#### [WHAT IS EXPECTED]
Word for word, the records below are to be set down again.

#### DATA

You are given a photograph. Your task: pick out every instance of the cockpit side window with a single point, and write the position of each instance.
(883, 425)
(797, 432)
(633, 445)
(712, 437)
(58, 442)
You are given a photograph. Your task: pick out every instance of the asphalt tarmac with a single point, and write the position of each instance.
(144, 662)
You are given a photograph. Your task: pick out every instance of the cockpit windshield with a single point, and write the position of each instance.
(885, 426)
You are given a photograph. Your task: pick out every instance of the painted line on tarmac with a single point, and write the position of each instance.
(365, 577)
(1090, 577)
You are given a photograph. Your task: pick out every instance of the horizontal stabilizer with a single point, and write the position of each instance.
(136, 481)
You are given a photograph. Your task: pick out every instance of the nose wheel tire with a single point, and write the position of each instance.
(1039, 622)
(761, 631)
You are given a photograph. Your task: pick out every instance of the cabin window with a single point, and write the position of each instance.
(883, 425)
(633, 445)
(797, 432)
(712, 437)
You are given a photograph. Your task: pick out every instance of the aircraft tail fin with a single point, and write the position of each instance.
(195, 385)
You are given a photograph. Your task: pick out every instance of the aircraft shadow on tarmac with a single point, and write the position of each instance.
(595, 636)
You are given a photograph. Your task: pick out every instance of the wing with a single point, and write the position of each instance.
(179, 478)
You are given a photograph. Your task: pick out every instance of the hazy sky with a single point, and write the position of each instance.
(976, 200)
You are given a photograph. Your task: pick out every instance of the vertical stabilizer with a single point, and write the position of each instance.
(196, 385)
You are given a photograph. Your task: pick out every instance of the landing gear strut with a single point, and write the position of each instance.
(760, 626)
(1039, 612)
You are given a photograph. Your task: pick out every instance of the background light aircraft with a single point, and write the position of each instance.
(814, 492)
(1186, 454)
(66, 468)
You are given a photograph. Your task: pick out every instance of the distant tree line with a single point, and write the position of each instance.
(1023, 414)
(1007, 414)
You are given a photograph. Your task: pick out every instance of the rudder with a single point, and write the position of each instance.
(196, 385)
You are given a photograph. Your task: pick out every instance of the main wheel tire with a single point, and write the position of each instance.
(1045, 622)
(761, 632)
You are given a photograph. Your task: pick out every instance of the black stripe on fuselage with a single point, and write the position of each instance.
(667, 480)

########

#### [ANSWER TO THE PROBLEM]
You are given a photograph. Your task: pick out every instance of the cockpit side window with a single point, and write the position of each instance.
(883, 425)
(797, 432)
(633, 445)
(712, 437)
(58, 442)
You are given a photograph. Your task: pick out every instance of the asphalt tarmac with a single point, and write the position of each instance.
(144, 662)
You are given a photograph. Your task: pick out every instance of the cockpit windshield with a single point, and write the position of each instance.
(885, 426)
You are given a photograph. Your task: pick out every instance of the painted line on tarmac with a single point, and write the position of each instance.
(365, 577)
(1090, 577)
You are given a photograph. Your task: pick out every instance of the horizontal stabilizer with a single point, and write the position of each instance.
(136, 481)
You are given a photograph. Your task: pick out every instance of the nose wheel tire with a single point, and write the position of each instance.
(1039, 622)
(761, 631)
You are given a photograph. Your task: pick out every instance of the cabin window with a single point, and write the position of each instance.
(883, 425)
(633, 445)
(797, 432)
(712, 437)
You are given a photograph. Your task: pick out every instance of the aircraft tail fin with a single point, and write the position of each instance.
(195, 385)
You are given a photograph. Your task: pick out every instance of the aircraft shadow on tarmac with a single point, and write the position of each instance.
(595, 636)
You are given a photograph. Your task: pick out every instance of the wing with a single point, and write the position of each instance.
(179, 478)
You are given a photograph. Your task: pick out every instance of the hazy sky with a single point, and write the position of each instance.
(976, 200)
You are given a photograph. Your task: pick out every instance of the vertical stabilizer with a single point, and write the position of each instance.
(196, 385)
You are given a photograph. Your task: pick out every instance of the landing gear strut with a single point, and write the position of each instance.
(760, 626)
(1039, 612)
You are given a photograph. Your task: pick out every instance of the background light aircraft with a single point, and write the position of each instance.
(814, 492)
(1186, 454)
(66, 468)
You are given a photograph. Your task: pick out every instance of the distant tree line with a single point, and write the position of each instance.
(1023, 414)
(1007, 414)
You are given a photograph. Your task: pick out every instance of the rudder with a single point, and write the position of each instance.
(196, 385)
You are given a photograph. Your task: pick out every instance of the main wheel tire with a single point, and write the position of each instance.
(1045, 622)
(761, 632)
You are given a photograph. Your task: pick out every instance of the black stripe on fuselage with a single point, and write the position of each instance.
(667, 480)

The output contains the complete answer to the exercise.